Exercise requirements » Copy the entries below exactly, but only from the line containing "Target: lace shawl" through the final line.

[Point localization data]
═══

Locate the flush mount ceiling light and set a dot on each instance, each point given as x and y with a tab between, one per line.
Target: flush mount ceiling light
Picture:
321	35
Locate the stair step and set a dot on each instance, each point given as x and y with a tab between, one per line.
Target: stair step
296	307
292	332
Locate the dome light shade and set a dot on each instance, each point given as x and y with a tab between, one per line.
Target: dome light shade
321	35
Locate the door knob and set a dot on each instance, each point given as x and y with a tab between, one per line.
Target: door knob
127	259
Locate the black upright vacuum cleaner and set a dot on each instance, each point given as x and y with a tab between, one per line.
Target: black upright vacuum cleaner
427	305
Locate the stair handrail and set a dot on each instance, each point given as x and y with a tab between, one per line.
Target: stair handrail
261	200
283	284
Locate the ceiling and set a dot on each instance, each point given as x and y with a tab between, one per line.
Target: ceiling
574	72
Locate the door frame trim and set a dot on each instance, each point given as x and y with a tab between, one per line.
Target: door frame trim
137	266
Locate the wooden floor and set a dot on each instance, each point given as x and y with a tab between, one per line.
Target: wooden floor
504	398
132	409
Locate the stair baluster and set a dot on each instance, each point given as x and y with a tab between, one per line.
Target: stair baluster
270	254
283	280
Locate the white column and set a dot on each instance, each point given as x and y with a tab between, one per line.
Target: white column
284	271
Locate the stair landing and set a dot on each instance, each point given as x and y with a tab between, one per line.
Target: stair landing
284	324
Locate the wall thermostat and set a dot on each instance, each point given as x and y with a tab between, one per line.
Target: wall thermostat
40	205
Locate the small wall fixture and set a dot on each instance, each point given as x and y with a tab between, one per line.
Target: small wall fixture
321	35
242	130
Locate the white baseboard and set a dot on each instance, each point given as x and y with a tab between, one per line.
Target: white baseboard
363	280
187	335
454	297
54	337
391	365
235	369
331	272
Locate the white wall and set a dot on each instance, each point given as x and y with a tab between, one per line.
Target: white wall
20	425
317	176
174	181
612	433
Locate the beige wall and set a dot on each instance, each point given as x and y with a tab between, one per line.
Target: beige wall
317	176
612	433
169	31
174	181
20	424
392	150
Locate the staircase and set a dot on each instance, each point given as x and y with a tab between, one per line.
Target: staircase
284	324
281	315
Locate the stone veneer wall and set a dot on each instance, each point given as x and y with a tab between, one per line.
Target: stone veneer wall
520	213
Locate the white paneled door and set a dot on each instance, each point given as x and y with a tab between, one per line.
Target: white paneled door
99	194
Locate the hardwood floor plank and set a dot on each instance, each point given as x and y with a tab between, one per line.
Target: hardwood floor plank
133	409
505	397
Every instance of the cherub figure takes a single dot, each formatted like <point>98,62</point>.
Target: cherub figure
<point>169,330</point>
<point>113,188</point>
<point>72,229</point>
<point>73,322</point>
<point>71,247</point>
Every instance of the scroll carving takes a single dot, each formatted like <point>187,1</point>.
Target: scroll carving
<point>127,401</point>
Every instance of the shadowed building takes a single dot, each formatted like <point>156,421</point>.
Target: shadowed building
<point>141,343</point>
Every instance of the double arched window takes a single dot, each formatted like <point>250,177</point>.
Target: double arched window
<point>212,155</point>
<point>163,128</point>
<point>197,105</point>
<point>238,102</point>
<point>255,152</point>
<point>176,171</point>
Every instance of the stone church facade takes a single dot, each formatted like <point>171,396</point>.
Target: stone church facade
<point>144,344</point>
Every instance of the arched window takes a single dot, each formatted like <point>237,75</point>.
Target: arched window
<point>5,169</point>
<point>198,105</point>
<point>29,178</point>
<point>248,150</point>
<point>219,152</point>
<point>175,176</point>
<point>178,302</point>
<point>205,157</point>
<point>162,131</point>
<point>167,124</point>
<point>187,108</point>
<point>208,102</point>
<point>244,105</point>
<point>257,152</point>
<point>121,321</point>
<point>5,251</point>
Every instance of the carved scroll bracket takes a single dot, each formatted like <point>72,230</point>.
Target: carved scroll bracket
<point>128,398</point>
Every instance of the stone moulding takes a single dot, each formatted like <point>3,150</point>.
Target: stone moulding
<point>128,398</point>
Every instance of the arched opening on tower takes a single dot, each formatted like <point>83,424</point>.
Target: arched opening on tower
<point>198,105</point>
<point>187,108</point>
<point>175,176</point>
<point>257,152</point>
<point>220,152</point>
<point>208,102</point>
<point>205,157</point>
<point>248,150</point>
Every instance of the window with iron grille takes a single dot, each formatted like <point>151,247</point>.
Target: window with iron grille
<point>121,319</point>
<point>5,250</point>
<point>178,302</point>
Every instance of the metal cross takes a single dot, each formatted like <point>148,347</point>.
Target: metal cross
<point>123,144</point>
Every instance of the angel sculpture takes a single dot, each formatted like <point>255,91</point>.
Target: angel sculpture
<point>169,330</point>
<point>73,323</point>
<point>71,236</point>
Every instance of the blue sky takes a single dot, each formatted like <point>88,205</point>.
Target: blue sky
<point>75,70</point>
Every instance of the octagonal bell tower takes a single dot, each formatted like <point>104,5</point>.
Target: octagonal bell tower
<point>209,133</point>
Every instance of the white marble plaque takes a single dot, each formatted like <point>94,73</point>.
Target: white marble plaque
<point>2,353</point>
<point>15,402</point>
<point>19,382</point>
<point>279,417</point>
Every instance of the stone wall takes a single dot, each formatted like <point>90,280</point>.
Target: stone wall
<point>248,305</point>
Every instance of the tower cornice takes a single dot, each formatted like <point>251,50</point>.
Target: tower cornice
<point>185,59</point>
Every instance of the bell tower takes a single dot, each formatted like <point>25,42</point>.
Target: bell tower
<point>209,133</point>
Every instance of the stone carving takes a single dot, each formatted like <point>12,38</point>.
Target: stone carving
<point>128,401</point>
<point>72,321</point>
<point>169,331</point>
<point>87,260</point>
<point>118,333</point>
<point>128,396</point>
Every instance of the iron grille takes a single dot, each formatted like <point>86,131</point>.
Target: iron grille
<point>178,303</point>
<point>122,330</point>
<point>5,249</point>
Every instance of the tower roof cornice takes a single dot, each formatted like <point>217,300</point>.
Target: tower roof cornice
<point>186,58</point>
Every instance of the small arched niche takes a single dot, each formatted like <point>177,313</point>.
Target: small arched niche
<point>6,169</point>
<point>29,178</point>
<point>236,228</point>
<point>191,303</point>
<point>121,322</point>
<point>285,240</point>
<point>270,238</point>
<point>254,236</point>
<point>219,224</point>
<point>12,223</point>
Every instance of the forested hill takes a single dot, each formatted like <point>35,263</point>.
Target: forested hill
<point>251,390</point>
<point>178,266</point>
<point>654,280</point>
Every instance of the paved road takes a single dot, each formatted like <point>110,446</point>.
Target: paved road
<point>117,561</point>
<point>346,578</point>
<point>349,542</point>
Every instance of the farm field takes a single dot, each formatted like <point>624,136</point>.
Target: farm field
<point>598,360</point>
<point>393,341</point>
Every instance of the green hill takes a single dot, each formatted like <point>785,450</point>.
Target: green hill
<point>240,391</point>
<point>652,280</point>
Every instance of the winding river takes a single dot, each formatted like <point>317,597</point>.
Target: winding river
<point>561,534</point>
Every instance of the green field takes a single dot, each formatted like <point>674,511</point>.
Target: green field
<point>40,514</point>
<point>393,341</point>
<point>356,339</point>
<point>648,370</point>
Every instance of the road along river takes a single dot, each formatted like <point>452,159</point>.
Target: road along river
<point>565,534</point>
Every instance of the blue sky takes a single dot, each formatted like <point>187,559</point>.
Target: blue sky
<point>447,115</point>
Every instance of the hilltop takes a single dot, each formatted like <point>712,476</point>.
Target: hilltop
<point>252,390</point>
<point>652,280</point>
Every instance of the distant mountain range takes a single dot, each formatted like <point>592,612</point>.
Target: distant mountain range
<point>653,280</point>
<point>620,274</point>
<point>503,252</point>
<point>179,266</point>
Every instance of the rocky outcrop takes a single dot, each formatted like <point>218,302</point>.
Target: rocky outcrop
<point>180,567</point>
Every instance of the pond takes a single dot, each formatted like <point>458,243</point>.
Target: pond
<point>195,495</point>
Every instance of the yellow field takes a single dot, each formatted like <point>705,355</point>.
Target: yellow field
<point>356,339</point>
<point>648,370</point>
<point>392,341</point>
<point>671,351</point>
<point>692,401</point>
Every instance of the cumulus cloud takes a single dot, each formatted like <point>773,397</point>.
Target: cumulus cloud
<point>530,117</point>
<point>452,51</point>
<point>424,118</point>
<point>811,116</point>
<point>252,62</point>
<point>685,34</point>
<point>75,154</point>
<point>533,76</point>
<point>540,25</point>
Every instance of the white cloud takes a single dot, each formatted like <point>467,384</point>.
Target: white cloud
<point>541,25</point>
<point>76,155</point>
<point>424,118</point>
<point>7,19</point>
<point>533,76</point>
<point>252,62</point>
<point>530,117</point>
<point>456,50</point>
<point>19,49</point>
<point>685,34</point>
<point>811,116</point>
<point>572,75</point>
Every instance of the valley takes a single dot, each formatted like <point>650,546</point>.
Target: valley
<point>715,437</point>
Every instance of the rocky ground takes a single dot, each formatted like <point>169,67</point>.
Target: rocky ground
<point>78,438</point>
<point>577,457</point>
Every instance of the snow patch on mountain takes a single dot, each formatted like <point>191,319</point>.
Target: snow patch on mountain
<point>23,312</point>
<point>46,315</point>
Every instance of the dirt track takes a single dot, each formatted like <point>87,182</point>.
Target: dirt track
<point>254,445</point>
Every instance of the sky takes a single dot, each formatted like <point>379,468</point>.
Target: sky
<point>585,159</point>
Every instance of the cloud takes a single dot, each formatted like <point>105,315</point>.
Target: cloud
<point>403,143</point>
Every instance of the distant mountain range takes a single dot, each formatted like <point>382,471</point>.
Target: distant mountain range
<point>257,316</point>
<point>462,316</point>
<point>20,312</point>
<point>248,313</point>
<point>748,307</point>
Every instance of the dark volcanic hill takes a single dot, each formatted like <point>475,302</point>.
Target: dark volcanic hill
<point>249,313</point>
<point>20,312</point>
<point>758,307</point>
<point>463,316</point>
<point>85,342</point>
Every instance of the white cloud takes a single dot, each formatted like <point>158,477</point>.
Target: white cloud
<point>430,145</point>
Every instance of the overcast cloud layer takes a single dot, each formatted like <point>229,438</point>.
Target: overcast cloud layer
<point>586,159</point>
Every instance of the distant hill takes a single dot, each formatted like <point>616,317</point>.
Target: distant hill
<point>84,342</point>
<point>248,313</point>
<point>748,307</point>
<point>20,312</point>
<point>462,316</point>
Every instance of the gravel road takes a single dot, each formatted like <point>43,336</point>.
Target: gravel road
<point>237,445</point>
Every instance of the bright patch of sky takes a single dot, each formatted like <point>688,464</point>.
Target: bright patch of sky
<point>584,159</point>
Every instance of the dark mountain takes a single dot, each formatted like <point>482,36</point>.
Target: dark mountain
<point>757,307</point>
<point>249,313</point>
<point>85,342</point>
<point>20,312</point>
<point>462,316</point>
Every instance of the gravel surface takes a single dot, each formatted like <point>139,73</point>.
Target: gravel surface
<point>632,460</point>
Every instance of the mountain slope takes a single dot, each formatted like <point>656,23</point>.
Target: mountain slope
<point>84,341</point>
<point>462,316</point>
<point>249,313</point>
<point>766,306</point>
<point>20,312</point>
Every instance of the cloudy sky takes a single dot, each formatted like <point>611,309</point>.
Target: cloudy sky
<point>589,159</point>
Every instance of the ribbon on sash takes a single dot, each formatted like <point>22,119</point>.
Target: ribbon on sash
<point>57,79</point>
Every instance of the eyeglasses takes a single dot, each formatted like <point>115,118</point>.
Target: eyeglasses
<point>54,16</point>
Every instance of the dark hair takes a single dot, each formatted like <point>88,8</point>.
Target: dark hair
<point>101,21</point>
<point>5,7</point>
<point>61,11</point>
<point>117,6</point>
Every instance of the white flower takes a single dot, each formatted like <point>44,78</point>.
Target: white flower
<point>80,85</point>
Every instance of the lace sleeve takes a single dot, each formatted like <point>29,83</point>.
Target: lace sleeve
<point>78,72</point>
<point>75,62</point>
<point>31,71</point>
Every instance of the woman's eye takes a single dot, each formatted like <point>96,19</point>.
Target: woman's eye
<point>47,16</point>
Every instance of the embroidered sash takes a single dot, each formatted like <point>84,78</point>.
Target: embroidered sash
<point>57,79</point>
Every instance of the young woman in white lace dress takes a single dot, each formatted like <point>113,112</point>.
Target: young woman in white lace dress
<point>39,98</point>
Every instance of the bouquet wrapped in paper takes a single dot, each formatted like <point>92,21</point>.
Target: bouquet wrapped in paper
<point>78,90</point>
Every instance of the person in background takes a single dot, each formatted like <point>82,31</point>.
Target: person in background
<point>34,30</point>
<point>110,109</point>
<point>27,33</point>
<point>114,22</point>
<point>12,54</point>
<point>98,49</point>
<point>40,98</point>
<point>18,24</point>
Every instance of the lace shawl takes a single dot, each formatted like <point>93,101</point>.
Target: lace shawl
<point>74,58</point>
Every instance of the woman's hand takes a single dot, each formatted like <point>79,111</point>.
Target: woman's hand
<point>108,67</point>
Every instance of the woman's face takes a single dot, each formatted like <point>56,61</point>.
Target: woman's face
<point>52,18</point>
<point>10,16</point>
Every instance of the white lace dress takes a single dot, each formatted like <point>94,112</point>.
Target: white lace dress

═══

Output for this exercise »
Target: lace shawl
<point>74,58</point>
Every instance of the woman's hand takes a single dot, each formatted like <point>79,111</point>.
Target: woman's hand
<point>108,67</point>
Every instance of the woman's face takes a single dot, each formatted like <point>56,61</point>.
Target: woman's face
<point>52,18</point>
<point>10,16</point>
Every instance of the white lace dress takes a single dot, each formatted like <point>94,112</point>.
Target: white lace dress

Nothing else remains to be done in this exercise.